** START DATASET CONTENT **

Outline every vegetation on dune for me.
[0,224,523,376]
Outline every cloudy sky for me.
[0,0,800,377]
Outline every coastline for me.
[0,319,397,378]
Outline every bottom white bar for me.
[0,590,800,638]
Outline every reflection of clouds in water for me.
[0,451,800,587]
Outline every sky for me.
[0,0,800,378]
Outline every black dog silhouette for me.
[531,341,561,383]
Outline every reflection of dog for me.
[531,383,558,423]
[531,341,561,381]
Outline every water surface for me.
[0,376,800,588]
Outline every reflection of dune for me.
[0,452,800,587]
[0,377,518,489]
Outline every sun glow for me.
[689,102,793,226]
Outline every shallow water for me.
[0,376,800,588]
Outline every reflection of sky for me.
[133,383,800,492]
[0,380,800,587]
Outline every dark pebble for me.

** END DATASET CONTENT **

• WRITTEN INSTRUCTION
Rewrite the data from the start through the line containing "[0,377,518,489]", replacing "Outline" with "Trace" and leaving everything else as it is.

• WORKED ANSWER
Trace every vegetation on dune for me.
[0,224,523,376]
Trace every cloudy sky for me.
[0,0,800,377]
Trace every coastline for me.
[0,319,397,378]
Trace every bottom white bar for me.
[0,590,800,638]
Trace every reflection of clouds in water for me.
[0,451,800,587]
Trace every sky for me.
[0,0,800,378]
Trace every black dog silhouette for me.
[531,341,561,383]
Trace every reflection of dog for me.
[531,383,558,423]
[531,341,561,381]
Trace every water surface for me.
[0,376,800,588]
Trace every reflection of dune for me.
[0,452,800,587]
[0,377,518,489]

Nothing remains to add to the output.